» Set task
Write out all the data again, exactly as it stands.

» Rows
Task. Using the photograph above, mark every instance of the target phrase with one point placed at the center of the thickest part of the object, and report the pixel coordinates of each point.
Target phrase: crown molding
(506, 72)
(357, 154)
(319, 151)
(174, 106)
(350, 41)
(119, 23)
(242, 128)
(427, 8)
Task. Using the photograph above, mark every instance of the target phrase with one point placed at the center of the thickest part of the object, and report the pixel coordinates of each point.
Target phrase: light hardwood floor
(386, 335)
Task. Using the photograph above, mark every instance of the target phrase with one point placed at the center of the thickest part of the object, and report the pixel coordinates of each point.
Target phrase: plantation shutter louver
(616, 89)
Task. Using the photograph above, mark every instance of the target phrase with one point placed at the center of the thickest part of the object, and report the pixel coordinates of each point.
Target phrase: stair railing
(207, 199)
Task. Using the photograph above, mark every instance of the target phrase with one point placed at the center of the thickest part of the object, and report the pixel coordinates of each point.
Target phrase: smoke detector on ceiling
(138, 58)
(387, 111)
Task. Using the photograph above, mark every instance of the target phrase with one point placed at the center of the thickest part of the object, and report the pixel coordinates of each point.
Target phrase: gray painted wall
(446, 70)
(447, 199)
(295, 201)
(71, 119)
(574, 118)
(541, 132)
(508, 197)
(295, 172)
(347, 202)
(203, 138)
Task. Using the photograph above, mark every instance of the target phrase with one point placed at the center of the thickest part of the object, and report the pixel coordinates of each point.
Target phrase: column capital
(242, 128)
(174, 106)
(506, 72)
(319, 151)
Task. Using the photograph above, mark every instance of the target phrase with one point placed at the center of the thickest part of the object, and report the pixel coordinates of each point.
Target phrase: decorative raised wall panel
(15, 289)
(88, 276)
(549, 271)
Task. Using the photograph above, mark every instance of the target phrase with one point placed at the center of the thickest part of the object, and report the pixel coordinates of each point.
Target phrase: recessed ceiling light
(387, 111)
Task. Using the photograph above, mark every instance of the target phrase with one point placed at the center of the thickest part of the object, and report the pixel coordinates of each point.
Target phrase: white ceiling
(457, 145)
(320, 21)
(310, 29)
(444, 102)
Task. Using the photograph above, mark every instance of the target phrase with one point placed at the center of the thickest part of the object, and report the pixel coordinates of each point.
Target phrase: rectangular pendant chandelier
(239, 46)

» Correct answer
Task. Using the photograph above, mark every instance of the target phrase with one point placed at the center of the thickest part of the object, and report the pixel coordinates of each point.
Target phrase: crown molding
(506, 72)
(357, 154)
(319, 151)
(174, 106)
(350, 41)
(119, 23)
(242, 128)
(427, 8)
Task. Using the photograph above, mark every instance of the target phrase with one point placed at the center of the thickest part of the object, and report the pixel coordinates of each point.
Target phrase: light hardwood floor
(386, 335)
Task. Using the photograph above, mark every instance of the target phrase with one point placed at the center of the thickest part of the object, and report the pixel coordinates of each point.
Target phrase: plantation shutter louver
(616, 89)
Task. Using the photograph above, mark every instance of the target phrase with one point placed at the center of the thickest part of the object, and report the pixel coordinates of each point.
Target phrase: stair railing
(207, 199)
Task. Using the photograph above, mark every instance of the target phrase with one point placed at the center of the thickest part of the object, and report the pixel coordinates of each point.
Target phrase: smoke detector on ceiling
(138, 58)
(387, 111)
Task. Using the photograph above, mark every instance of the target phrase with one point placed at the center of the thickest part of the object, and report the pixel coordinates of each point.
Target phrase: gray painted wall
(446, 70)
(447, 199)
(295, 201)
(71, 119)
(574, 118)
(541, 132)
(508, 197)
(295, 172)
(347, 202)
(203, 138)
Task. Using the photograph above, mark every instance of the target phrase with one point placed at the center of the thickest part of the object, and report the pixel coordinates of each point.
Target phrase: column capital
(242, 128)
(174, 106)
(506, 72)
(319, 151)
Task. Using the photograph above, mark every instance of the target phrase with one point placed at the center of the thickest part of the object, and report the pixel coordinates of each point.
Target phrase: decorative raised wall panel
(15, 289)
(88, 276)
(549, 271)
Task. Using the photograph above, mark every instance of the target phrase with one point placed at the center of the thickest part of the object, and report the pixel coordinates of each point.
Target phrase: recessed ceiling light
(387, 111)
Task. Using the photograph above, mark every instance of the target phrase with one point placed at the center of the thickest part of the object, and report the pixel coordinates of each point.
Target phrase: white ceiling
(457, 145)
(320, 21)
(310, 29)
(444, 102)
Task. Using the photograph above, mark every instance of the target phrase with one point placed at the center of the thickest part of the object, and report the pixel coordinates of each point.
Target phrase: rectangular pendant chandelier
(239, 46)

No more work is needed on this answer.